What you need to do. How many lines in the data below contain the word "bird"? State only the number.
'''
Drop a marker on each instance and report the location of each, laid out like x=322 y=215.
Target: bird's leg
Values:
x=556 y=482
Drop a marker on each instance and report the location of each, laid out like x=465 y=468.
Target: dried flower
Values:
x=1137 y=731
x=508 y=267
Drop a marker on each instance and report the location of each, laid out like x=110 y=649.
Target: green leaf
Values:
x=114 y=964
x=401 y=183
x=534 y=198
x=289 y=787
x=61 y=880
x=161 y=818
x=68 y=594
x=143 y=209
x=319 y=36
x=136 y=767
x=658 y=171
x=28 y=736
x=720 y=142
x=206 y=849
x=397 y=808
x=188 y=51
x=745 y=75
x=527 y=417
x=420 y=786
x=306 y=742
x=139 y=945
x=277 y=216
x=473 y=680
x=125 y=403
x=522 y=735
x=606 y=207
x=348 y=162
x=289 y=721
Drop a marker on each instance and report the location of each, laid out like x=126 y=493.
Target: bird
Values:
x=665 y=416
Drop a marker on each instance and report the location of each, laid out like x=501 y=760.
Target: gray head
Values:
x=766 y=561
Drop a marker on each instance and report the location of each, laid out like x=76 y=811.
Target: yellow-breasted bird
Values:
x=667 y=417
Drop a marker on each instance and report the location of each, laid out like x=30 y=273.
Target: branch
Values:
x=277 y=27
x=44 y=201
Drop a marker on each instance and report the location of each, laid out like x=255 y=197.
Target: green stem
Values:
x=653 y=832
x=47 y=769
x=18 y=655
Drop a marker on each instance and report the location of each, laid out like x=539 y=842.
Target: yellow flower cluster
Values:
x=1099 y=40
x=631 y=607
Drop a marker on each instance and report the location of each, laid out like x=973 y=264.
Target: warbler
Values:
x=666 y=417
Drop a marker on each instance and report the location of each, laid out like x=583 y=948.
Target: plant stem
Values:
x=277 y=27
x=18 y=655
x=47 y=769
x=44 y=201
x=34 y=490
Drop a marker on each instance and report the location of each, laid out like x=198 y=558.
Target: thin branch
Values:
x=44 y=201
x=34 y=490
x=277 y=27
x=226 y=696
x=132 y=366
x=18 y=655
'''
'''
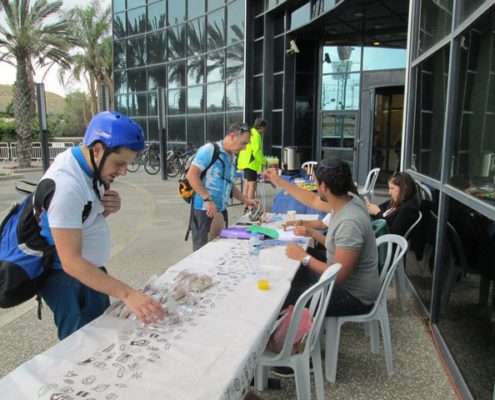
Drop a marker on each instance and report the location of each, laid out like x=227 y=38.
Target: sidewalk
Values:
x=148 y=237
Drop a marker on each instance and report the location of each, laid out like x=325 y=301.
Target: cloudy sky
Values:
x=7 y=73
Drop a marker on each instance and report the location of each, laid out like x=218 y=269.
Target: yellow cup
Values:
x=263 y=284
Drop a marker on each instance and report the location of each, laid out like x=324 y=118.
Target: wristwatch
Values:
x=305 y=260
'''
Written response. 3